* _WHAT IS REQUIRED_
The required answer is every line of the data containing the word "green".

* _DATA SHOWN_

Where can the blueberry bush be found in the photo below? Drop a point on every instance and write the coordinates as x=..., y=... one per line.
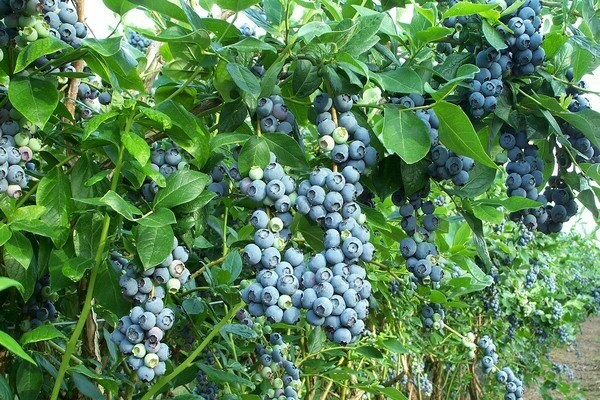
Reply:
x=289, y=199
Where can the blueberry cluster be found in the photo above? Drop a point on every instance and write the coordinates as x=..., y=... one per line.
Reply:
x=138, y=41
x=490, y=358
x=140, y=334
x=64, y=22
x=525, y=177
x=524, y=42
x=557, y=311
x=419, y=249
x=274, y=362
x=532, y=275
x=166, y=158
x=247, y=30
x=40, y=306
x=563, y=334
x=340, y=133
x=491, y=300
x=88, y=93
x=563, y=208
x=525, y=169
x=525, y=236
x=432, y=316
x=222, y=176
x=17, y=147
x=205, y=388
x=487, y=84
x=395, y=287
x=550, y=283
x=448, y=165
x=589, y=152
x=274, y=115
x=426, y=387
x=335, y=284
x=513, y=385
x=23, y=22
x=331, y=286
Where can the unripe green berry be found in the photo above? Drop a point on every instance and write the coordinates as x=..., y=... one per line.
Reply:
x=326, y=143
x=340, y=135
x=275, y=224
x=256, y=173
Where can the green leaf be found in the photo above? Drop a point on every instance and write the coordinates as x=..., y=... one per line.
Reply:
x=75, y=267
x=108, y=294
x=226, y=139
x=233, y=264
x=468, y=8
x=488, y=213
x=5, y=233
x=153, y=244
x=236, y=5
x=182, y=187
x=160, y=217
x=405, y=134
x=255, y=152
x=221, y=376
x=108, y=383
x=233, y=114
x=240, y=330
x=365, y=35
x=86, y=235
x=6, y=283
x=251, y=45
x=37, y=49
x=244, y=79
x=286, y=149
x=5, y=392
x=305, y=79
x=136, y=146
x=187, y=131
x=120, y=205
x=35, y=98
x=54, y=193
x=29, y=381
x=40, y=334
x=105, y=47
x=457, y=133
x=93, y=124
x=493, y=36
x=157, y=116
x=437, y=297
x=11, y=345
x=19, y=247
x=400, y=80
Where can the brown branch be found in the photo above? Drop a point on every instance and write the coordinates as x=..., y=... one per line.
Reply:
x=153, y=53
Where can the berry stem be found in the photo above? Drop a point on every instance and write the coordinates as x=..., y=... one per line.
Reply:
x=190, y=359
x=98, y=260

* _TASK ANSWER_
Where can the unripe green berry be found in the photo above? Drop a point on every instance and write the coordinates as x=..., y=... one per line.
Where can the green leaf be found in the photo above? Drop a point on every instance and write the coordinates as x=..., y=... one per line.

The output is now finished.